## SOURCE EXTRACT
Along with acid water drainage problems, pre-SCMCI disturbances included historic mine waste disposal areas and exploration roads. Figure 2 demonstrates the difference in disturbance before and after 1984.

Acid drainage flows from the Iowa Tunnel into the pit. The Reynolds tunnel is approximately 400' below the bottom of the Summitville pit. Although, the Reynolds Tunnel discharge was acidic before open pit mining, flow rates and metal loading discharge have increased since open pit mining began. SCMCI has contended from the outset of the project that there was not a hydraulic connection between the pit and the Reynolds Tunnel, however, this does not seem to be the case.(22)

The leaks and spills from the mining operation, increases in discharges and metal loading from the Reynolds Tunnel have affected the quality of Wightman Fork. The effects include elevated cyanide concentrations and acid pH water downstream of the site. In 1990, increased cyanide concentrations were detected at several surface water monitoring locations, including Wightman Fork, Reynolds Tunnel, and Cropsy Creek below the heap. Water quality samples taken upstream and downstream of the Summitville mine indicated noticeable reductions in pH and increases in metal concentrations downstream from the mine. Much of the differences in water quality between the upstream and downstream locations can be attributed to untreated Reynolds discharge.(23)

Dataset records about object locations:
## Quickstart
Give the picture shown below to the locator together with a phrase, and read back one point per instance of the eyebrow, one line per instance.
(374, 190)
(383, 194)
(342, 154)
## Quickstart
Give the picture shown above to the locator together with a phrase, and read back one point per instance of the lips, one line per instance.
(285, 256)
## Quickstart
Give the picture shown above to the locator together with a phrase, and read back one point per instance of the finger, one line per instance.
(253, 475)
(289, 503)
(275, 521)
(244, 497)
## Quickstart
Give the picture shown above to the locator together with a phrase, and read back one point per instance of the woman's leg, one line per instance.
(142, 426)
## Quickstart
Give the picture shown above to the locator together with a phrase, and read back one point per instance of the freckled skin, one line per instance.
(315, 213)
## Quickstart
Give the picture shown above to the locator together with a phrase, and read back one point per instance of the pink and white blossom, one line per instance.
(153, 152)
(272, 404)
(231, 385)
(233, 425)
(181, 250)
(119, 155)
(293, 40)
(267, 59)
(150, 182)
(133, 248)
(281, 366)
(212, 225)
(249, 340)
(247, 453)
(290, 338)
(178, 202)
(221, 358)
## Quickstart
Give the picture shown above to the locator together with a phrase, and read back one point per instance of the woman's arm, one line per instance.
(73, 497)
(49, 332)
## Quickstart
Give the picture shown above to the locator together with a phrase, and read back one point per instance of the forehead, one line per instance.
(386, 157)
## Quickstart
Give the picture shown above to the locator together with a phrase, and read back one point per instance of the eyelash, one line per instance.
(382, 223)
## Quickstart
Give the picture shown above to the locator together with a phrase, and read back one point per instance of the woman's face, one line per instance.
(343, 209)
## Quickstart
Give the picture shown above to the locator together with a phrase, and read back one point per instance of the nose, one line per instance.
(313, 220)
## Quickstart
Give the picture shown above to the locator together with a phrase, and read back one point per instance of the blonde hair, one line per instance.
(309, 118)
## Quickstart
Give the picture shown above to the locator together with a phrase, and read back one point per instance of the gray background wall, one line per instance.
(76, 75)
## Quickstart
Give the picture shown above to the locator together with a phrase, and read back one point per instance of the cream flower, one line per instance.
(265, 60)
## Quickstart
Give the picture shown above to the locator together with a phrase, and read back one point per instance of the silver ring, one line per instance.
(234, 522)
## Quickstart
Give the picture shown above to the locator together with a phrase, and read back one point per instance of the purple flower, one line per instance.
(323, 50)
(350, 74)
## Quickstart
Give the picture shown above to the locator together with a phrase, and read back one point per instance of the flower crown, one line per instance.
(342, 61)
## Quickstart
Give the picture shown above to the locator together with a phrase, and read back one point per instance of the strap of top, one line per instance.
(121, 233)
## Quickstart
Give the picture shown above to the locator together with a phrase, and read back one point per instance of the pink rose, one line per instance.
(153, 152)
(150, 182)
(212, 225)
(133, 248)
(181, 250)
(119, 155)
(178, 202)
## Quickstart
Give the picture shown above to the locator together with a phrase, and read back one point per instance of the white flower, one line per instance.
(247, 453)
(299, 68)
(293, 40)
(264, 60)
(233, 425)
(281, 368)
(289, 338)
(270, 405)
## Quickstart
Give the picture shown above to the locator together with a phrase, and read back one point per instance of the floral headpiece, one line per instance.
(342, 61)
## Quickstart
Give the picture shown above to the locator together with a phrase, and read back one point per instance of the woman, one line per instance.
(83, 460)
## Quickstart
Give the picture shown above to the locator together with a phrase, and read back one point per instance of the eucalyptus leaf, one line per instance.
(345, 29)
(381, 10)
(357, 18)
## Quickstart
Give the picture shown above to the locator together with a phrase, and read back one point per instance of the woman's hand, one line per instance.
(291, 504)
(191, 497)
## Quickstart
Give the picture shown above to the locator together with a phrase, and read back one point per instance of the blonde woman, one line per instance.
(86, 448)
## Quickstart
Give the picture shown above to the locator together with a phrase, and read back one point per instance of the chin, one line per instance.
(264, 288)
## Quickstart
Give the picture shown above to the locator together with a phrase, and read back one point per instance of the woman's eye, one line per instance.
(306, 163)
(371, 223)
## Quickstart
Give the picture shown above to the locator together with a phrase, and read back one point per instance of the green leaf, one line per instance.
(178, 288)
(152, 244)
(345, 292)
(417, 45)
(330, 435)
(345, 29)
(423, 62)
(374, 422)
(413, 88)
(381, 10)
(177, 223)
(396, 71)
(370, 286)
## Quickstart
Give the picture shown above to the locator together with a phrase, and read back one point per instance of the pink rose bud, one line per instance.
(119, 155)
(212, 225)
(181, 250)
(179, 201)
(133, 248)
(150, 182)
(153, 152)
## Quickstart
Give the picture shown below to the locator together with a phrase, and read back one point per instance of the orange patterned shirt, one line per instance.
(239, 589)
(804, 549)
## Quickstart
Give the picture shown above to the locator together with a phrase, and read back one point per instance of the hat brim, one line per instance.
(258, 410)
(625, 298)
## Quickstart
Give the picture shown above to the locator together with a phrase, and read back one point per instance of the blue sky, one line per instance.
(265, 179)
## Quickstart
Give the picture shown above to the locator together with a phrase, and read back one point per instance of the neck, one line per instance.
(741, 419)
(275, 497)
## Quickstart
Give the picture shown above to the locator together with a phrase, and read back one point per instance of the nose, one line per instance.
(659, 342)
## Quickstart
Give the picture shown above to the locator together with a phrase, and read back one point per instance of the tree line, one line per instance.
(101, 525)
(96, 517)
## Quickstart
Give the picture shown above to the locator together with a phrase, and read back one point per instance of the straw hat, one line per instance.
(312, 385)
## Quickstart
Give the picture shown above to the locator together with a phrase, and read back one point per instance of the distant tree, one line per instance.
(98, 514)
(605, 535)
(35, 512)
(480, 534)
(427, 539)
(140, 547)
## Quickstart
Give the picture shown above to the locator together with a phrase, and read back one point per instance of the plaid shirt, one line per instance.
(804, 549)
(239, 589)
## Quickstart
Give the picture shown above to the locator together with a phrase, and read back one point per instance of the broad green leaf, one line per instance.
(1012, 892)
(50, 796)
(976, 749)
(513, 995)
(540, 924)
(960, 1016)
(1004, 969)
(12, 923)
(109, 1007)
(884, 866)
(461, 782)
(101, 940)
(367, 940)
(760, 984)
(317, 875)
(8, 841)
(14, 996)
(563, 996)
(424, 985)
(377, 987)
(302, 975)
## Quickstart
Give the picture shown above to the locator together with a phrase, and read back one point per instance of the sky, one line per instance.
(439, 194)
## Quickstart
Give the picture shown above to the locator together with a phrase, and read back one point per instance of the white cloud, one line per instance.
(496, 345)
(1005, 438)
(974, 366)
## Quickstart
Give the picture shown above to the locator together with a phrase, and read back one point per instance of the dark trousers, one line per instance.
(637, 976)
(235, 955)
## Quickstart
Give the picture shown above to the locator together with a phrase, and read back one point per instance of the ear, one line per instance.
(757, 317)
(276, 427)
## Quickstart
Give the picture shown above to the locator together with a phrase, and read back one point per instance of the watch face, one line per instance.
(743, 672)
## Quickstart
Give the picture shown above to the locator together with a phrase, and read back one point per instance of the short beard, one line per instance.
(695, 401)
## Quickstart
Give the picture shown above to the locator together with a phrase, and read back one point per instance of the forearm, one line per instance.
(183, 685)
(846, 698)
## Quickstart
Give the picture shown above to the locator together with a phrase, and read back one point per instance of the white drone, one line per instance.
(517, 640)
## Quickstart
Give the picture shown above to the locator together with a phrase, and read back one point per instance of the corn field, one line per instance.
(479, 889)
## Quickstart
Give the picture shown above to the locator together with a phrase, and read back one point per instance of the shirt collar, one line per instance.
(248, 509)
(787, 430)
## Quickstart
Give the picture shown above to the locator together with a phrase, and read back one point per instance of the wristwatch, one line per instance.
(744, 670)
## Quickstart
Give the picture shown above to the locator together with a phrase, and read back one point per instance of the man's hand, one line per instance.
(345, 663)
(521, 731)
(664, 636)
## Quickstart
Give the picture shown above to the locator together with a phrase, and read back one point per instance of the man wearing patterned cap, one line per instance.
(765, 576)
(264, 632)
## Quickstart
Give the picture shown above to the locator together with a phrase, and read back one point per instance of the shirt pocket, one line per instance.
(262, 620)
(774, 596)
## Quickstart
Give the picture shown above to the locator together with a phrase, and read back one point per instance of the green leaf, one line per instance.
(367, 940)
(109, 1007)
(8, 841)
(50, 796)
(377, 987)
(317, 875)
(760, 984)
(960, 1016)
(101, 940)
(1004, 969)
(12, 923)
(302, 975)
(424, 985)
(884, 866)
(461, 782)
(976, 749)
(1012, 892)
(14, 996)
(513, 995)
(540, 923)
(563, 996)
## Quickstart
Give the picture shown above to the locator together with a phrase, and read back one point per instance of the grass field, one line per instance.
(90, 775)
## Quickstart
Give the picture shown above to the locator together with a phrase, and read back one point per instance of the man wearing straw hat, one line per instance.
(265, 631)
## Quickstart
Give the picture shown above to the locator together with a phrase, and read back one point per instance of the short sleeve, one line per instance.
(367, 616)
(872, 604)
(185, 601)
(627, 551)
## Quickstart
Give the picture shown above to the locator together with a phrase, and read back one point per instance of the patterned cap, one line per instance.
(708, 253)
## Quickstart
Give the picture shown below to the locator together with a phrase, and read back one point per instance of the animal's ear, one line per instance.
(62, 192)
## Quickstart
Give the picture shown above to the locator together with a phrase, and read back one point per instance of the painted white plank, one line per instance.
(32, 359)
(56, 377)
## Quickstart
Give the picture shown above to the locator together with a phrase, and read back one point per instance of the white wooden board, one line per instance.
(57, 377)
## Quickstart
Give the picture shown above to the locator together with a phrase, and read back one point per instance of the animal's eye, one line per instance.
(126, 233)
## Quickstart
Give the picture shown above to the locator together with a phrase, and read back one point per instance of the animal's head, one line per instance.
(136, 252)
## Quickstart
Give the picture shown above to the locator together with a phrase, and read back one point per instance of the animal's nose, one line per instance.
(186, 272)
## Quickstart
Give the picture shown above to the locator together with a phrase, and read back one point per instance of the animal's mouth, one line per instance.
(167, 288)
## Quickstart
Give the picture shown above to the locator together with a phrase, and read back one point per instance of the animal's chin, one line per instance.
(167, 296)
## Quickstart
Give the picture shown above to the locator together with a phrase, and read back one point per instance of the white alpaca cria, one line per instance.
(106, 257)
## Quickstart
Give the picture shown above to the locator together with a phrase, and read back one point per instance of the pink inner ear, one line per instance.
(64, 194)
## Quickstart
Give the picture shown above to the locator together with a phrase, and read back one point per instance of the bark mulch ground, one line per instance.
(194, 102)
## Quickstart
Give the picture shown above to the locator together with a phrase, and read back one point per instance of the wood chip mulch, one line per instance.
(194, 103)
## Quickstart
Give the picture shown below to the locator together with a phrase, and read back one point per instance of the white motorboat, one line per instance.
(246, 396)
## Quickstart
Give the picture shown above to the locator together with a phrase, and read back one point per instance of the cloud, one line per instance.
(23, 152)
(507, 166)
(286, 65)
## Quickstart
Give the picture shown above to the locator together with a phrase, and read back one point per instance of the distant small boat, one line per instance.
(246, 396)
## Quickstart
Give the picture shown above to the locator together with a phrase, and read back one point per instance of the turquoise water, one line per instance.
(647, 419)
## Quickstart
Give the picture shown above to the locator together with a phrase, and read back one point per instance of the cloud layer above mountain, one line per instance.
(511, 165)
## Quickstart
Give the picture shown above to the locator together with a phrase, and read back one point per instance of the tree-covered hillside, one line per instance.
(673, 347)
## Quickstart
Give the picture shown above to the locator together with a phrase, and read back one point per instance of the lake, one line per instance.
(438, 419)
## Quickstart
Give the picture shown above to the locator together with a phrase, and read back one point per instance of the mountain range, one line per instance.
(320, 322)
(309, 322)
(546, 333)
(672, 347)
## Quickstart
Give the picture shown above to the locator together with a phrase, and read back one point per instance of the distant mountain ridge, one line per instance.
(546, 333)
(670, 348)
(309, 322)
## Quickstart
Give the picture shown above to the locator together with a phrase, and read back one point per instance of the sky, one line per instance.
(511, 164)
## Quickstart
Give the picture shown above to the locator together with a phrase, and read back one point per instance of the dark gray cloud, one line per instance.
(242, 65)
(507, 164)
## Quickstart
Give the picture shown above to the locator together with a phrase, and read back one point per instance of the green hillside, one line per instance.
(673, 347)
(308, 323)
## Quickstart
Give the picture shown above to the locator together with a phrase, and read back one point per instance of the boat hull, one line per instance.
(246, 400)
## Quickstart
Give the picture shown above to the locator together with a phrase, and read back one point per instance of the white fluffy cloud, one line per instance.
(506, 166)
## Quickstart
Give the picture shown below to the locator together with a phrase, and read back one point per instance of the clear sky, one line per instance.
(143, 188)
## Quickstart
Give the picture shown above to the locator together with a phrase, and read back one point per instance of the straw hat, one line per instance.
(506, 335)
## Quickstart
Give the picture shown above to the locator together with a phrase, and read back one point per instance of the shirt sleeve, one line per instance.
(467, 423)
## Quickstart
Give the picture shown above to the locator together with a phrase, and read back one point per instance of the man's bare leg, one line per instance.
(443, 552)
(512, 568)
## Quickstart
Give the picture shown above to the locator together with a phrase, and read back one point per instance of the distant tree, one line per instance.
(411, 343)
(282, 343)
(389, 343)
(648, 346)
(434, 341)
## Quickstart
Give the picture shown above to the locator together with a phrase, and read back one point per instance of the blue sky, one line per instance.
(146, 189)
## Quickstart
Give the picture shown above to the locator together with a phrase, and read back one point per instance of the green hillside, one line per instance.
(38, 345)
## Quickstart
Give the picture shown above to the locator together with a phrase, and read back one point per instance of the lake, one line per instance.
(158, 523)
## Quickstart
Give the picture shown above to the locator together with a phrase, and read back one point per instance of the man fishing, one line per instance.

## DIRECTIONS
#1 According to the Summitville mine text, how far below the bottom of the Summitville pit does the Reynolds Tunnel lie?
#2 Write the next part of the Summitville mine text, picking up after its final sentence.

## WRITTEN RESPONSES
#1 Approximately 400 feet.

#2
Although upstream of the Wightman Fork, the Alamosa River, influenced by Alum, Bitter and Iron Creeks has typically been acidic, the disturbing and dangerous trend is the dramatic rise in copper levels downstream of the Wightman Fork confluence. Water, soil and sediment studies conducted in 1991 and 1992 show a pronounced increase in dissolved copper compared to studies conducted in 1972 and 1986.(24) The Terrace Reservoir, on the Alamosa, has been stocked with fish between 1953 and 1990. In March of 1990, live fish were identified below the ice in the reservoir. On June 9, 1990 a fish kill occurred in a farm pond that had obtained water from the Terrace Reservoir. In response, the Colorado Department of Wildlife inventoried the Terrace Reservoir fish population by electroshocking in July of 1990. No fish were recovered.(25)

The Beginning of a Solution

On December 4, 1992, SCMCI declared bankruptcy under Chapter 7 of U.S. Bankruptcy laws, stating it was not financially capable of reclaiming the site to the level agreed upon in settlement agreements. The State of Colorado requested the EPA to take control of the Summitville site under the emergency response provisions of CERCLA. Despite a court injunction ordering SCMCI not to abandon the site, SCMCI abandoned the site at midnight on December 15, 1992. The EPA assumed management responsibility on December 16, 1992. The EPA is attempting to obtain "superfund" status for the Summitville Mine Site and related property.(26)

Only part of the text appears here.